Data for processing Block Start

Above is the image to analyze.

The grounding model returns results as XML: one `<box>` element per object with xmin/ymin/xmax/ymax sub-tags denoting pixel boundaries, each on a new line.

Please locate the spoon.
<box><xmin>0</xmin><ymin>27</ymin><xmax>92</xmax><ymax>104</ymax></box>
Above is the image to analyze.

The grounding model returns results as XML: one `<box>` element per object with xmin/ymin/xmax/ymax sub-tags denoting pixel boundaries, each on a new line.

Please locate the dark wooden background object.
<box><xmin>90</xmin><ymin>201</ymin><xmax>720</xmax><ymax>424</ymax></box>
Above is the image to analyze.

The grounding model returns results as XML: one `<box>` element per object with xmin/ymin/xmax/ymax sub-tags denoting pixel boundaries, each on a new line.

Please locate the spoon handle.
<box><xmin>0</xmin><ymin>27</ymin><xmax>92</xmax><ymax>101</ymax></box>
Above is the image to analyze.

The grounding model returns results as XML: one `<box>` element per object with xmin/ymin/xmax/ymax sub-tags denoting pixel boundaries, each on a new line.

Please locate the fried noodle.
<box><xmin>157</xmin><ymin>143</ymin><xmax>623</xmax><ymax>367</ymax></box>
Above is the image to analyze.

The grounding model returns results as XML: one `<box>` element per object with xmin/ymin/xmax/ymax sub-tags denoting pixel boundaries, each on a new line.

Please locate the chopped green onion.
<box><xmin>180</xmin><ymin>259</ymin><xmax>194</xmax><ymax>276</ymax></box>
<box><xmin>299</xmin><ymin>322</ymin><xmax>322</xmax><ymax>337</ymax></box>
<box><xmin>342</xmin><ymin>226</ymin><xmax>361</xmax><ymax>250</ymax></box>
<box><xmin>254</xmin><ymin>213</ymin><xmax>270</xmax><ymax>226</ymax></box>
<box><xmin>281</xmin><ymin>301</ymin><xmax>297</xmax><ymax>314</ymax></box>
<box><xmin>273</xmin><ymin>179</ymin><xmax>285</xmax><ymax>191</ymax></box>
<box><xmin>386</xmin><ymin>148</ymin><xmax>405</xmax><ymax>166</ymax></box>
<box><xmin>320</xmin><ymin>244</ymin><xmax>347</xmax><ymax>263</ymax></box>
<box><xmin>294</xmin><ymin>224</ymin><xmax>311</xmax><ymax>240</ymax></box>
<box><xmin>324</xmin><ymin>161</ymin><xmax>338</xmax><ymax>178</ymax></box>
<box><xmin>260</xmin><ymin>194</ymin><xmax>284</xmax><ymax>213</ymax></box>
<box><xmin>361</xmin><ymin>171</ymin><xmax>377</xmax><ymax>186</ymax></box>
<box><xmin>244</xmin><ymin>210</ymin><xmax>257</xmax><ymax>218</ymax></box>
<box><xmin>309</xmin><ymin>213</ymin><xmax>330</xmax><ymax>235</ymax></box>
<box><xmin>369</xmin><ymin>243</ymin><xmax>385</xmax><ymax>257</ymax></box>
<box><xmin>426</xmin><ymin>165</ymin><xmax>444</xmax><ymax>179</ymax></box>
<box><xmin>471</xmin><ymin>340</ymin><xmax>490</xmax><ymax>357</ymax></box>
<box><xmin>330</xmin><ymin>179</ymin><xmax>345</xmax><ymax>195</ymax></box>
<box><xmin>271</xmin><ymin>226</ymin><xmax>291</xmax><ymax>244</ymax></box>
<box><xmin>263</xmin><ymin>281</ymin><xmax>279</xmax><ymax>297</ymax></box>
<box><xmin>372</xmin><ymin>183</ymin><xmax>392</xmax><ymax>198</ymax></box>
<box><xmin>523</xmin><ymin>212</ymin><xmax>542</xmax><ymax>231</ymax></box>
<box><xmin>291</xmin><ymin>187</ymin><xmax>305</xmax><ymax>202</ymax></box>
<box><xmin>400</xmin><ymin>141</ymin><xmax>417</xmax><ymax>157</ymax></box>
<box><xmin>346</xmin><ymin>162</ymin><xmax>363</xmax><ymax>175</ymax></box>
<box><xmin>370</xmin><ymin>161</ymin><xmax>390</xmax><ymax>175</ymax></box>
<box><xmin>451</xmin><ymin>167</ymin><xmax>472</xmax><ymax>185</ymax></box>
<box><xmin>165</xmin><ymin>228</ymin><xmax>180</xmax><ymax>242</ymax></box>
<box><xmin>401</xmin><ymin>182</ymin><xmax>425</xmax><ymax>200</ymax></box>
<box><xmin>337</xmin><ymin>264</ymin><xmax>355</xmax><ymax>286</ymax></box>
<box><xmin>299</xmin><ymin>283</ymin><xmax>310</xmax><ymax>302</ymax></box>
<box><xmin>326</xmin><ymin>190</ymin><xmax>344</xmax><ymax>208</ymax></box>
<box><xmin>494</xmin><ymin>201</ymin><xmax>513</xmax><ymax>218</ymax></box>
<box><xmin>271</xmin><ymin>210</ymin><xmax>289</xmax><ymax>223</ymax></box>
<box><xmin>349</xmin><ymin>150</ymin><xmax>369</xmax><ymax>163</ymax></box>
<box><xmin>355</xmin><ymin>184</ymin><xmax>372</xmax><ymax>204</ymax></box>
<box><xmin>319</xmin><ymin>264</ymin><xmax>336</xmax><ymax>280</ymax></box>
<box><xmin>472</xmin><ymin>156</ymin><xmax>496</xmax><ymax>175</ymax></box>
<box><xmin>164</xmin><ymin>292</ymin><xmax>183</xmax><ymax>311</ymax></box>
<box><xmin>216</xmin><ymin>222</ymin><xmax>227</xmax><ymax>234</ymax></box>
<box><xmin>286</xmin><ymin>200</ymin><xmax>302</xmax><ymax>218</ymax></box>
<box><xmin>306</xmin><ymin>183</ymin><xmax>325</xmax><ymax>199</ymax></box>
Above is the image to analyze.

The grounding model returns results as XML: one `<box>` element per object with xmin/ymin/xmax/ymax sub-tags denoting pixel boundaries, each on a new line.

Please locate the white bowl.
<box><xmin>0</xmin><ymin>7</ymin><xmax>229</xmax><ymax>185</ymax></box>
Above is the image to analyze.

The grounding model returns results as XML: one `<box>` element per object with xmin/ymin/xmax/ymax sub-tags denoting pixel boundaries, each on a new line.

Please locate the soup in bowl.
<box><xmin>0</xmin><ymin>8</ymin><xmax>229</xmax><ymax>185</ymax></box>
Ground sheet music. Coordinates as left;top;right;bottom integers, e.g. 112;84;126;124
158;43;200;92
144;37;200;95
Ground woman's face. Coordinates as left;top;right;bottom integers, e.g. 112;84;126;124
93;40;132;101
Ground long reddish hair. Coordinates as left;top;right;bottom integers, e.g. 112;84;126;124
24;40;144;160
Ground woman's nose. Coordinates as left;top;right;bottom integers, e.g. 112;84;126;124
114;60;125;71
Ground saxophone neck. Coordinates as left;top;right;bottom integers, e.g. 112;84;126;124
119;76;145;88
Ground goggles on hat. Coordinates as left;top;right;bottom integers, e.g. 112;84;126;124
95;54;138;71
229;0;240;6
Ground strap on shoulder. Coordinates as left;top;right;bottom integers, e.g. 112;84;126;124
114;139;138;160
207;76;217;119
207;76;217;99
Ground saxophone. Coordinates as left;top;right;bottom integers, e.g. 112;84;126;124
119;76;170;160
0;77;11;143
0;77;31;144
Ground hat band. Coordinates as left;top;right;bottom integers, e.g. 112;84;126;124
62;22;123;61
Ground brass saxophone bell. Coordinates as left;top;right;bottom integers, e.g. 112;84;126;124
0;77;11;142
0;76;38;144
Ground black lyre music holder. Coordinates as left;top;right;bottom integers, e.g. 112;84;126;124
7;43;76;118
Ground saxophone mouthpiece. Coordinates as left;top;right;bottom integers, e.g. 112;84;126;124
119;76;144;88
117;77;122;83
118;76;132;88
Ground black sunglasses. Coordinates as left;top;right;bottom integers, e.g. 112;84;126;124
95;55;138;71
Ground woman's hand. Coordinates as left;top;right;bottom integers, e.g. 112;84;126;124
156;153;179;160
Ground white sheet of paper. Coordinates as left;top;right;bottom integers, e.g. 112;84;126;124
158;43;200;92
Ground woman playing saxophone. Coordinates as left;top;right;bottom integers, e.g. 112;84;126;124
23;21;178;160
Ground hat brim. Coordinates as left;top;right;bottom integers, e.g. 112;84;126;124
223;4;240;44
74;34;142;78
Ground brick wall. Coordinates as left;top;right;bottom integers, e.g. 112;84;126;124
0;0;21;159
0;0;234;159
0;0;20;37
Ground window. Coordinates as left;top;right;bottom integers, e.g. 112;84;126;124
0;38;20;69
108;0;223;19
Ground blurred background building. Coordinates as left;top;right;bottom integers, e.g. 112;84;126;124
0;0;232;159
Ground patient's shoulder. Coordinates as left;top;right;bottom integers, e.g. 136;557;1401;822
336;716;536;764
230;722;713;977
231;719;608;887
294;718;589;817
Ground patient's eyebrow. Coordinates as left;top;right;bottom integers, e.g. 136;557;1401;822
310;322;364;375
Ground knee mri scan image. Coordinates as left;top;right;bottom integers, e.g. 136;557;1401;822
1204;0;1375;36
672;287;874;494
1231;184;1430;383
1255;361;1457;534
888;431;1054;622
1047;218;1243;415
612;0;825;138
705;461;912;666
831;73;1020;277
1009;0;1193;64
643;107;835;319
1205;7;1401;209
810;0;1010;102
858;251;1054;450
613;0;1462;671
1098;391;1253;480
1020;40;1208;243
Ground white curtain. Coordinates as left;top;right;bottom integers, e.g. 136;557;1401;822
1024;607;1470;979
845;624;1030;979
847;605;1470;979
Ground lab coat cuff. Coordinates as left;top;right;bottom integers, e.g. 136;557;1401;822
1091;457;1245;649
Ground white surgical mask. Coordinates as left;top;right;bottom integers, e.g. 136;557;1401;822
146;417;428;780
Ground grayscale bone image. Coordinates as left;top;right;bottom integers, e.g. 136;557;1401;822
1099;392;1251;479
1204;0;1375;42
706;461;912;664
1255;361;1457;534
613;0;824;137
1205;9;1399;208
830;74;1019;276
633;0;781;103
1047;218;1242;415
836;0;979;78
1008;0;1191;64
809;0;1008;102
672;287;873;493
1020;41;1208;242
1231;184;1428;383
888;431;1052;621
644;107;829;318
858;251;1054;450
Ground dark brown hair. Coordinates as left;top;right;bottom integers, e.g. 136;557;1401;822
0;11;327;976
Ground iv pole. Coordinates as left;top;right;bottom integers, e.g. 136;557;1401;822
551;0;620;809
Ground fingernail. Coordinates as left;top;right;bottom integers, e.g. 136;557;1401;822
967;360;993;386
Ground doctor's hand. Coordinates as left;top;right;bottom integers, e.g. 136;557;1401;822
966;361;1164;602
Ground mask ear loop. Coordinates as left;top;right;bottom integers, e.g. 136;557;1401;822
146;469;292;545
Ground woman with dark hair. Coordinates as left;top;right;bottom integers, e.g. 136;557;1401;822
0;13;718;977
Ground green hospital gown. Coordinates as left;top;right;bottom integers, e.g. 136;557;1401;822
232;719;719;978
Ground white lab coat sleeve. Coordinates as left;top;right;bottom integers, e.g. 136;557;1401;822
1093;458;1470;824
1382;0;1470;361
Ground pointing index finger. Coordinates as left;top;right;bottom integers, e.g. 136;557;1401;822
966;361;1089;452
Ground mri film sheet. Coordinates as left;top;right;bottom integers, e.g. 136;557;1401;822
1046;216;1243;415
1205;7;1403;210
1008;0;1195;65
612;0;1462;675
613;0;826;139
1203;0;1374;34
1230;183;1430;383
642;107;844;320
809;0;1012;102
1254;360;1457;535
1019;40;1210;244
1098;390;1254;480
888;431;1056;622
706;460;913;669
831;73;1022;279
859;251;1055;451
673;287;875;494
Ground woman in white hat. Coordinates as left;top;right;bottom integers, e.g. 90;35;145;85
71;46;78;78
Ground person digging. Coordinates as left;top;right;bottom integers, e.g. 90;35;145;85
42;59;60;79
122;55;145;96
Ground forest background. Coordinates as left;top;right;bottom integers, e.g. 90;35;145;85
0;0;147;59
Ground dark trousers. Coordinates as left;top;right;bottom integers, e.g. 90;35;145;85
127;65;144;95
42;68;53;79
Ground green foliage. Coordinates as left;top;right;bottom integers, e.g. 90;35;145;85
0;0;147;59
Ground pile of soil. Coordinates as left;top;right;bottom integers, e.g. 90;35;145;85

Data for processing Block End

## What the task asks
The answer consists of the line holding "Ground forest background." and every line after it up to the end of the records, word for word.

## Expected answer
Ground forest background. Coordinates as left;top;right;bottom integers, e.g. 90;35;145;85
0;0;147;59
Ground dark trousers. Coordinates as left;top;right;bottom integers, e.g. 90;35;145;85
127;65;144;95
42;68;53;79
Ground green foliage. Coordinates as left;top;right;bottom integers, e.g. 90;35;145;85
0;0;147;59
Ground pile of soil. Coordinates as left;top;right;bottom integers, e.g. 90;35;145;85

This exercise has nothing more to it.